Exercices à réaliser:
a - Dans l'article sur la biométrie, relevez toutes les caractéristiques de l'espace décrit dans la phrase qui commence par « Un espace où ».
b - Poursuivez l'article sur la biométrie à partir de sa dernière phrase.

Extrait choisi:

Faut-il avoir peur de la biométrie ?
Les futures technologies de surveillance et de contrôle, devraient nous apporter plus de sécurité et plus de confort. Mais encore…?
J’invite tous les utilisateurs de nouvelles technologies à se rendre à la Cité des Sciences et de l’Industrie du Parc de la Villette de PARIS, afin de visiter jusqu’au 07 janvier prochain une exposition scientifique consacrée à la biométrie. Au-delà de l’aspect purement technologique qui peut être très intéressant pour un « passionné numérique », il s’agit d’une invitation à voyager dans un futur proche qui pourrait bien ressembler à un univers déshumanisé de type Blade Runner ou 1984, si nos sociétés n’y prennent pas garde. Un espace où l’humanité serait contrôlée, où la liberté reculerait ; où la vie serait complètement bouleversée par rapport à celle que nous connaissons aujourd’hui.
Il semblerait que nos sociétés soient un peu à la croisée des chemins, cette « science » extraordinaire pourrait bien transformer notre vie de tous les jours en un cauchemar éveillé. Ou a contrario, épauler l’humanité pour l’aider à progresser, si les aspects positifs sont dominants, et les contraintes limitées.

Extrait des données:
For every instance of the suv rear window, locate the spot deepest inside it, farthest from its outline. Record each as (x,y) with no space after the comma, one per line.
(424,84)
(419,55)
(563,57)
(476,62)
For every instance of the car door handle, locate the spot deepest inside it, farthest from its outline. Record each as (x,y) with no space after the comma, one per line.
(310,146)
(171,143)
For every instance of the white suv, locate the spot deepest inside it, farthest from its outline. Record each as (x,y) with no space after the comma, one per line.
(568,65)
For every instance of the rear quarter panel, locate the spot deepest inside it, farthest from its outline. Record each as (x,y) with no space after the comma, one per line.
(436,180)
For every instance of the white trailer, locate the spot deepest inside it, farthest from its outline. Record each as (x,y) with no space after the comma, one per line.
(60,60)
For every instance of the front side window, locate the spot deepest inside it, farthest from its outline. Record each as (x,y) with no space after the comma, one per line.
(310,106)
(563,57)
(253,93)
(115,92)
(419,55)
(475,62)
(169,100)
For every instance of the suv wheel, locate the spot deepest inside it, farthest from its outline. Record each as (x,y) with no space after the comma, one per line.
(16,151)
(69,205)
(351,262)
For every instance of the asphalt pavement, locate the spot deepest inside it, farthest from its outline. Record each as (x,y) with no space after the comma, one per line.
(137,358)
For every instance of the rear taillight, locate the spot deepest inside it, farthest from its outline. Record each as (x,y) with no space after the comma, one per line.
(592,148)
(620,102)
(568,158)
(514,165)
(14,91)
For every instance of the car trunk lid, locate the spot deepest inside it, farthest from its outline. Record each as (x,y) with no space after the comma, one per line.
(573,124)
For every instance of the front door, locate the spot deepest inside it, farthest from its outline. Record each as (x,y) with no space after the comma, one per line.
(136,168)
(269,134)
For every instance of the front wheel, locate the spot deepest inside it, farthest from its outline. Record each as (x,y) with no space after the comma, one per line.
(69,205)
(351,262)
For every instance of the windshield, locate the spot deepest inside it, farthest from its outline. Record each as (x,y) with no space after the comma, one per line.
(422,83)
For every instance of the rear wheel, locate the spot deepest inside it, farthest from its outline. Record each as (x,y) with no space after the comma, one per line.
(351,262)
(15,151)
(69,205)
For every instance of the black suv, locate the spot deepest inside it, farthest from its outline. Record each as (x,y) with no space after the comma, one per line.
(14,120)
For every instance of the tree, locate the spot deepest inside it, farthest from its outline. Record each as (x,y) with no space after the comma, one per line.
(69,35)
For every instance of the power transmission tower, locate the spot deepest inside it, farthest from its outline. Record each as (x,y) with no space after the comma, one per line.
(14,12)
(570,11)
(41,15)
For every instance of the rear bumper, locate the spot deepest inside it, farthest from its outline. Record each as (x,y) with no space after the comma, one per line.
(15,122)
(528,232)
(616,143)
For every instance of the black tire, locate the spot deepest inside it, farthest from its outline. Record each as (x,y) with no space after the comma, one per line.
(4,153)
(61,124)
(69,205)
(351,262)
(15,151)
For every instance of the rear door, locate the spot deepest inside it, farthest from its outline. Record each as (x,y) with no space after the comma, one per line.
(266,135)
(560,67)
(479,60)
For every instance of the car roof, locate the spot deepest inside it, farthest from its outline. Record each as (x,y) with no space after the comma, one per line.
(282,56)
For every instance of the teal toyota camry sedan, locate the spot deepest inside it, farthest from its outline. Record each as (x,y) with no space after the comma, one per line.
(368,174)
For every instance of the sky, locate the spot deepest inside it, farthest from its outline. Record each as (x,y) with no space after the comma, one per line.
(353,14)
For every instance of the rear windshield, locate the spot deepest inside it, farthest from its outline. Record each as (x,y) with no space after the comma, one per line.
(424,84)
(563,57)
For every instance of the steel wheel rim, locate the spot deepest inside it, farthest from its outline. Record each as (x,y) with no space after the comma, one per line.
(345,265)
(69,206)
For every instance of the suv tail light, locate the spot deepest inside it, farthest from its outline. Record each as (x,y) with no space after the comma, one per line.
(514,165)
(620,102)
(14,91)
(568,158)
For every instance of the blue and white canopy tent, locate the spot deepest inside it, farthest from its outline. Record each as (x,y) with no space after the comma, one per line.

Corrigé des exercices:
a -
- l'humanité serait contrôlée
- la liberté reculerait
- la vie serait complètement bouleversée par rapport à celle que nous connaissons aujourd'hui

b -
Le 11 septembre 2001 est une date tragique pour les Etats-Unis, mais c’est aussi LE facteur accélérateur dans le cadre du développement de la biométrie au niveau mondial. Car à la différence du Pakistan, de l’Irak, de la Palestine, d’Israël, de la Thaïlande, du Sri Lanka, de la France, etc. ; ces attentats contre la « puissante » Amérique auront eu des conséquences majeures pour l’ordre des choses. L’adoption du Patriot Act, à l’initiative du président américain, est l’une des conséquences majeures dans l’adoption « exponentielle » des technologies sécuritaires basées sur la biométrie. La Malaisie par exemple délivre des cartes biométriques baptisées Mykad, et qui regroupe différentes pièces d’identité ainsi que des données multiples (taille, poids, état de santé, allergies) et enfin fait office de porte-monnaie. L’espace européen SCHENGEN regroupe des pays du Vieux continent qui oblige dès à présent leurs ressortissants à se doter d’un passeport biométrique. De même que les visas d’entrée dans cet espace SCHENGEN requiert une image numérisée du visage et des dix doigts du prétendant.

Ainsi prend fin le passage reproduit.